* Задание:
Масштабируйте материал от самого начала до строки с "[388,75,533,90]" включительно: перепишите все строки этого отрезка подряд, умножив каждую координату ограничивающих рамок на 1,7. Результат округлите до целых, половины округляйте вверх.

* Доступные материалы:

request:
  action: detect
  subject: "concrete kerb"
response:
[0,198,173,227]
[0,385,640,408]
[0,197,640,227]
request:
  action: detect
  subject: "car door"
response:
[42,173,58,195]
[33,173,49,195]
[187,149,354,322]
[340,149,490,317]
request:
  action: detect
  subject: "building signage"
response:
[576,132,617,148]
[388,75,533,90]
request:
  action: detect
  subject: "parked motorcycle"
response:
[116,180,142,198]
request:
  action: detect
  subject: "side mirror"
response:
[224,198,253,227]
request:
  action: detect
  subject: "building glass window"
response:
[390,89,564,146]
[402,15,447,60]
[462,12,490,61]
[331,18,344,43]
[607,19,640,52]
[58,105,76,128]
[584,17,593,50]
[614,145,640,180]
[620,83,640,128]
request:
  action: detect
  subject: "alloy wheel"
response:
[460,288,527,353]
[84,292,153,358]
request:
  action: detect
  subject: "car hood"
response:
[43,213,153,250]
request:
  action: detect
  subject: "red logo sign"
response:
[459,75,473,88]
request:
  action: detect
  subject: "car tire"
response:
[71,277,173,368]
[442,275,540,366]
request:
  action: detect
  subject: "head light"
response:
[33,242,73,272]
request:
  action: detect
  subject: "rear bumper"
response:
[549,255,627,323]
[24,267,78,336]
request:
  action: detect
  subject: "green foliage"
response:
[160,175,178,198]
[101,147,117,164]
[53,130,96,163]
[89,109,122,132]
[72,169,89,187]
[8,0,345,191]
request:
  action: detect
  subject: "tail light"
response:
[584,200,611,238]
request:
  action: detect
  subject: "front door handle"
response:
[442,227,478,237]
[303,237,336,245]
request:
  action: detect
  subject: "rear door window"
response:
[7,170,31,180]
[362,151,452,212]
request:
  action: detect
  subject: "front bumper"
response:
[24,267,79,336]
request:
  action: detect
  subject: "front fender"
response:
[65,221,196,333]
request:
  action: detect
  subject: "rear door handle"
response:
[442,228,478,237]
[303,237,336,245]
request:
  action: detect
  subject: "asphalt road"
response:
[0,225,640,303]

* Полный ответ:
request:
  action: detect
  subject: "concrete kerb"
response:
[0,337,294,386]
[0,655,1088,694]
[0,335,1088,386]
request:
  action: detect
  subject: "car door"
response:
[71,294,99,332]
[56,294,83,332]
[318,253,602,547]
[578,253,833,539]
request:
  action: detect
  subject: "building signage"
response:
[979,224,1049,252]
[660,128,906,153]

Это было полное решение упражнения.